_WHAT TO WORK ON:_ Your response should contain every line from the data below that holds the string "hardwood".
─── GIVEN INFORMATION ───
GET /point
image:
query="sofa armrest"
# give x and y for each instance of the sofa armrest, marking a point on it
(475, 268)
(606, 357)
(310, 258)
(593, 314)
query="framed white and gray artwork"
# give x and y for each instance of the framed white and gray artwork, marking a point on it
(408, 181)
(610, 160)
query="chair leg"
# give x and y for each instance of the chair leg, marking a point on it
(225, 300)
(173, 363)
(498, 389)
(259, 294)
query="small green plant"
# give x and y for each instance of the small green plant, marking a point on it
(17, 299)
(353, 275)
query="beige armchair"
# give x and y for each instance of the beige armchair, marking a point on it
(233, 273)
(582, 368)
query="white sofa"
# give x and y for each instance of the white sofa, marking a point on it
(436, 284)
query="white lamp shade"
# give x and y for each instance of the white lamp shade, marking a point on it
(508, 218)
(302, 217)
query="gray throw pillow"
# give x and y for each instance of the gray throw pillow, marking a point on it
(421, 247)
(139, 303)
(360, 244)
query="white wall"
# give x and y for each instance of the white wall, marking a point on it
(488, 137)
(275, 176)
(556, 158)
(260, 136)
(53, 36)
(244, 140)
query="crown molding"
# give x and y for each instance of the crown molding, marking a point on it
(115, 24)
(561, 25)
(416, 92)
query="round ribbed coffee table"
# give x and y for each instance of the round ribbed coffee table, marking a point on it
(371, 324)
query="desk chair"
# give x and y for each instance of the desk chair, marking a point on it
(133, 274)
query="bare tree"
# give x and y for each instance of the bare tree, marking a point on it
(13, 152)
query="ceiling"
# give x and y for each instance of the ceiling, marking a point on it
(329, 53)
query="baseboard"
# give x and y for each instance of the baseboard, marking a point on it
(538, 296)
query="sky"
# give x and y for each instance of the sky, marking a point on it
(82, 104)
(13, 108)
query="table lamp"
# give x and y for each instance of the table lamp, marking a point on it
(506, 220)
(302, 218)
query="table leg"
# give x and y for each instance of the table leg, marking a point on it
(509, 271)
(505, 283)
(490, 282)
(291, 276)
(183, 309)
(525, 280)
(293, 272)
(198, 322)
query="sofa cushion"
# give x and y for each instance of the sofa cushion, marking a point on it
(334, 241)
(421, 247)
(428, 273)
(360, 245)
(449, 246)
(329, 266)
───
─── GIVEN INFORMATION ───
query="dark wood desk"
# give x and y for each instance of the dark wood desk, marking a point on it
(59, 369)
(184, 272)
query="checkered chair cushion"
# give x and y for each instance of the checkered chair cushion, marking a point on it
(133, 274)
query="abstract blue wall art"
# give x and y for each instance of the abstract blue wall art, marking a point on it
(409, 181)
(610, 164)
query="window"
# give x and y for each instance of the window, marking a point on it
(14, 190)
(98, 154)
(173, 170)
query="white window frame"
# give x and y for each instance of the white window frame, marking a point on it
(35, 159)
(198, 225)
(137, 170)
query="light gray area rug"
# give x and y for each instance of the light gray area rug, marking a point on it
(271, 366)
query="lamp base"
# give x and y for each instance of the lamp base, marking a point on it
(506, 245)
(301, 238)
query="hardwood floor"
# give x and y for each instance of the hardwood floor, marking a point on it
───
_ANSWER SECTION:_
query="hardwood floor"
# give x and y for each instance of the hardwood floor, marking a point on it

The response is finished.